• [Records for the exercise]
>> BEGIN

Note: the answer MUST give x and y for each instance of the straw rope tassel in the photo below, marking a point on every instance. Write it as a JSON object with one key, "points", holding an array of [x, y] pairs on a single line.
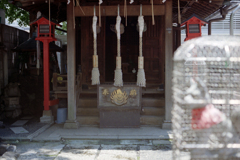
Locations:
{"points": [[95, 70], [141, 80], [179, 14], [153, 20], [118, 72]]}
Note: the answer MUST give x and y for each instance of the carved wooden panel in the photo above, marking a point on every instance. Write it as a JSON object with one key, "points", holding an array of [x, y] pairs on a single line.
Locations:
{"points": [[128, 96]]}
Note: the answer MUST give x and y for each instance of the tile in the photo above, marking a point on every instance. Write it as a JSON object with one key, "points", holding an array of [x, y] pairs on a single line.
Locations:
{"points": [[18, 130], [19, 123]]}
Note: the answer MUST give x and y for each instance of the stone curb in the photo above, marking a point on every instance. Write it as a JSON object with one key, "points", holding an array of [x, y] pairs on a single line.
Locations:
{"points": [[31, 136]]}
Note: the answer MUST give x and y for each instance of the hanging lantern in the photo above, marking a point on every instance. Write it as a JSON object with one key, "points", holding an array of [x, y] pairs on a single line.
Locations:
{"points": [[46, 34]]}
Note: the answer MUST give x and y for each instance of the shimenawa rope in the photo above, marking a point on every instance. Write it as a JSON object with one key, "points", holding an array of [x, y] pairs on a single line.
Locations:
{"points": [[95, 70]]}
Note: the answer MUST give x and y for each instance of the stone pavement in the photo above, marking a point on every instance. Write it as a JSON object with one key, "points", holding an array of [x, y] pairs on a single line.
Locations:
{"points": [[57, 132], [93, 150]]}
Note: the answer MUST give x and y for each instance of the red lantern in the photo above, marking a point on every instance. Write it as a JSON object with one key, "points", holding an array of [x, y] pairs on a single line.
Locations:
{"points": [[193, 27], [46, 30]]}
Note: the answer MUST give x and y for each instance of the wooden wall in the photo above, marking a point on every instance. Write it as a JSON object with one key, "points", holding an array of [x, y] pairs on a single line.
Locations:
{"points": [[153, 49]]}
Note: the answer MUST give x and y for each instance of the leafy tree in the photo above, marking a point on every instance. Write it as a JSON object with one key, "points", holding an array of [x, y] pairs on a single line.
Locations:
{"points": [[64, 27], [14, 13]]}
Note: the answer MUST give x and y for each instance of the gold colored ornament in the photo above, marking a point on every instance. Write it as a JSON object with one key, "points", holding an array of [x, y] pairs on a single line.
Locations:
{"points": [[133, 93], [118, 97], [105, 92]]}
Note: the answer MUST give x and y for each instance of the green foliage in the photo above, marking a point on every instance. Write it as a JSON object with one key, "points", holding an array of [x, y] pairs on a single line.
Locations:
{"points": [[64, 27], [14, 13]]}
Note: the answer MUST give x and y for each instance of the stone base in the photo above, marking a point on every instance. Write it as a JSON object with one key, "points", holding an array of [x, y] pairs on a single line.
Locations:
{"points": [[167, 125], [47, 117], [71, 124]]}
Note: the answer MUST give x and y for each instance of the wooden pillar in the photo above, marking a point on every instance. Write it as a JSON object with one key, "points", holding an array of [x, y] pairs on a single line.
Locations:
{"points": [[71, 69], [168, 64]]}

>> END
>> BEGIN

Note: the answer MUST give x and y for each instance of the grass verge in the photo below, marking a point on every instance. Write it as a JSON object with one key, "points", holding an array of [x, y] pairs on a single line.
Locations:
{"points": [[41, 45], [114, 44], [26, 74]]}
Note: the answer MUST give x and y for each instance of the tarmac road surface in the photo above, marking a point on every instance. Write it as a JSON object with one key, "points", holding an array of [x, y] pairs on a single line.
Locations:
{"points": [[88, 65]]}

>> END
>> BEGIN

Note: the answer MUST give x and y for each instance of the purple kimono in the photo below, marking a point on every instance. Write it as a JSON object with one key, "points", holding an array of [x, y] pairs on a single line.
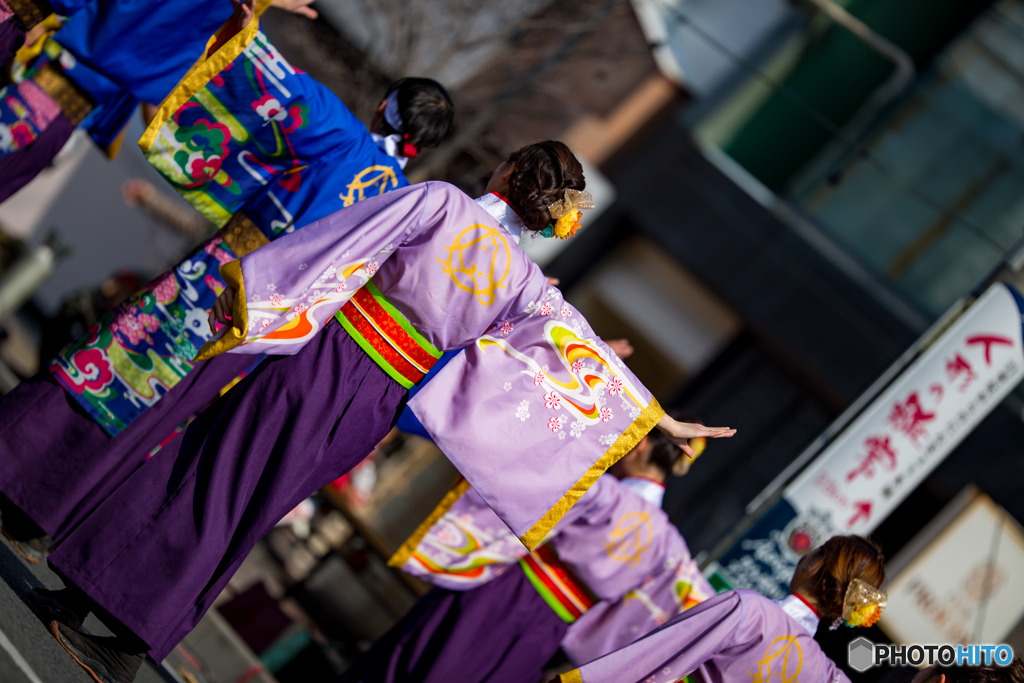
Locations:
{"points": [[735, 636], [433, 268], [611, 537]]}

>> END

• [Given exercise] Show each line of the rows above that contains the word "lantern".

• [Full solution]
Note: the answer MUST give x and y for each instance of the hanging lantern in the photo above, marking a point on every instance. Write it as a JSON object with one key, "points", holding an array of [x, y] pairs on a single line.
Note: the answer MUST give x and y for each instance of the red lantern in the photo above, marking a point on every instance. Write it as a JSON object with one key, "points", holding an array of [x, y] pairs on a single line.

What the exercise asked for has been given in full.